PROBLEMS TO WORK ON
1. Please revise the passage about the view from the Empire State Building, giving the span from "As you ascend" up to and including "of and worship." again with "ape" changed to "monkey".
2. In the passage about the view from the Empire State Building, list every word in the first paragraph's catalog of sights that names a type of road.
3. According to the passage about the view from the Empire State Building, how many floors does one ascend to reach the viewing platform?

TEXT PASSAGE
=======

Ah, but the view at the top of the building was remarkable. To all horizons stretched towers, houses, schools, parking-lots, ghettos, sports-fields, motorways, freeways, highways, road-signs, lampposts, potholes, sewer-pipes - interrupted only by rivers and the sky, and all of it teeming with organisms that with the benefit of indoctrination are identified as people. To the unbiased eye they seem like parasites on agar or maggots on a cadaver. And as a mass they possess the same beauty as maggots or parasites – a beauty that comes from complete and total consumption, of purely animal instinct, of action caused by internal forces alone (a beauty that can be compared with the voracity that a pack of piranhas are said to take to a bovine, reducing it to a skeleton in under four minutes. Or similarly, when I was a child, the experiment conducted by my grandmother and I in which a dead mouse was wrapped in a net and set in the garden for a week. On returning, the mouse had been reduced to a perfectly-preserved silhouette of bones, a remnant of some prehistoric era).


As you ascend 96 floors to the viewing platform of the Empire State Building, the observable vestiges of culture, of human-ness, descend, so that from the top all seems uncannily natural. As the ape is at home in the tree, the human is at home in the city. So perfect is our conception of an ideal environment, and so indifferent are we at marking the world, that all adjusted to suit. There is a profound beauty in this perfection. And while this beauty―like that of a supermodel―elicits a kind of jealous repulsion, for those of us who are uncertain of how or why to fight it, the whole conception is endearing enough to lie prone in front of and worship.

=======

DATA RECORDS
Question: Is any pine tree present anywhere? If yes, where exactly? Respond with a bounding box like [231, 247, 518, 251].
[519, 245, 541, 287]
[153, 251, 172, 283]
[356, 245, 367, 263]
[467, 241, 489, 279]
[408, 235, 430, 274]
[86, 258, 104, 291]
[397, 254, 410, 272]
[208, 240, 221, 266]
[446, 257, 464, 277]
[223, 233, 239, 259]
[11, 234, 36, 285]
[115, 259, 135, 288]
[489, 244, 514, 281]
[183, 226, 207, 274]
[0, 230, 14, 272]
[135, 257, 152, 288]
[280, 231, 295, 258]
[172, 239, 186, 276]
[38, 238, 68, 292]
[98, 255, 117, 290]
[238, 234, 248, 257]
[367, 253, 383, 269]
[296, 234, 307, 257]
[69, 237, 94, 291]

=======

THE RESPONSES
1.
As you ascend 96 floors to the viewing platform of the Empire State Building, the observable vestiges of culture, of human-ness, descend, so that from the top all seems uncannily natural. As the monkey is at home in the tree, the human is at home in the city. So perfect is our conception of an ideal environment, and so indifferent are we at marking the world, that all adjusted to suit. There is a profound beauty in this perfection. And while this beauty―like that of a supermodel―elicits a kind of jealous repulsion, for those of us who are uncertain of how or why to fight it, the whole conception is endearing enough to lie prone in front of and worship.

2. motorways, freeways, highways

3. 96 floors